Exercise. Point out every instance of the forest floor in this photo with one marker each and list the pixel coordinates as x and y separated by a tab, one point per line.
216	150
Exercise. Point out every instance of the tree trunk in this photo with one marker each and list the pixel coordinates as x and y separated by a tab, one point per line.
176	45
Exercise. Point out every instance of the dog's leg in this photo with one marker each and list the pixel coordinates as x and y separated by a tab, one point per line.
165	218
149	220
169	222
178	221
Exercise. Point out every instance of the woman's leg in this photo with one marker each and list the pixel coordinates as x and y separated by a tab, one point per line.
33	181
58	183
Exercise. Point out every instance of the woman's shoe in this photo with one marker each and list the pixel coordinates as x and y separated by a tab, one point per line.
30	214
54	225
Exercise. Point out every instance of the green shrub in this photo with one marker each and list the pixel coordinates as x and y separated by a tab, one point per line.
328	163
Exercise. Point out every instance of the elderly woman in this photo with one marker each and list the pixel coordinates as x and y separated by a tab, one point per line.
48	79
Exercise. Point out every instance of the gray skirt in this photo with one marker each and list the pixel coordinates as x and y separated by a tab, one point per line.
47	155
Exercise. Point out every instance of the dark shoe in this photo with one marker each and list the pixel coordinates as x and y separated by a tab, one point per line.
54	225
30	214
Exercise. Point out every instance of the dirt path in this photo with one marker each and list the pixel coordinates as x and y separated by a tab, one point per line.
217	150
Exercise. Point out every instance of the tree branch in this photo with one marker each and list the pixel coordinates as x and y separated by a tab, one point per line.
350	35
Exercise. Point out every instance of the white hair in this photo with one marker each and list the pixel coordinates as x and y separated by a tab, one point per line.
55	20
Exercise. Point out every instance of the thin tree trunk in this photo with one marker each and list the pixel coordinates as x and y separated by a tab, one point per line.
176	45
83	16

TASK GOAL
Your reply should repeat the entire listing, word for word and complete.

WRITTEN REPLY
Exercise. Point out every instance of the forest floor in this photo with one marker each and list the pixel coordinates as x and y separated by a tab, one point per line.
216	150
Exercise. Point out every instance of the tree trunk in this photo with one marker each and list the pixel coordinates as x and y separated by a tab, one point per line.
176	45
Exercise. Point out every instance of the dog's leg in this photo with one marker each and list the pixel coordinates as x and y separated by a tab, one point per line.
165	218
149	220
169	222
178	221
Exercise. Point out every instance of the woman's leg in this photo with one marker each and list the pixel coordinates as x and y separated by a tab, one point per line.
33	181
58	183
Exercise. Point out every instance of the woman's shoe in this photo with one marker each and list the pixel coordinates as x and y separated by a tab, one point per line.
30	214
54	225
Exercise. Point out every instance of the green shrub in this photo with one marker each and list the pixel coordinates as x and y separated by a tab, one point per line.
328	163
Exercise. Point out every instance of the elderly woman in this photo with one marker each and list the pixel coordinates as x and y separated by a tab, one point per line.
48	79
Exercise. Point out every instance of the gray skirt in this photo with one marker each and list the pixel coordinates as x and y separated by a tab, one point per line.
47	155
Exercise. Point out every instance of the dark shoe in this photo with one marker each and list the pixel coordinates as x and y separated by a tab, one point per line.
54	225
30	214
Exercise. Point out every instance of the dirt path in this photo with one marker each and list the pixel coordinates as x and y separated by a tab, one point per line.
217	150
Exercise. Point out every instance of the tree branch in this photo with one marker each and list the pixel coordinates as x and y separated by a tab, one point per line.
350	35
Exercise. Point out every instance of the white hair in this photo with one marker each and list the pixel coordinates as x and y separated by a tab, one point per line.
55	20
Exercise. Point out every instance of the thin tree trunk in this photo with one marker each and list the pixel coordinates as x and y separated by a tab, one point per line.
176	45
83	16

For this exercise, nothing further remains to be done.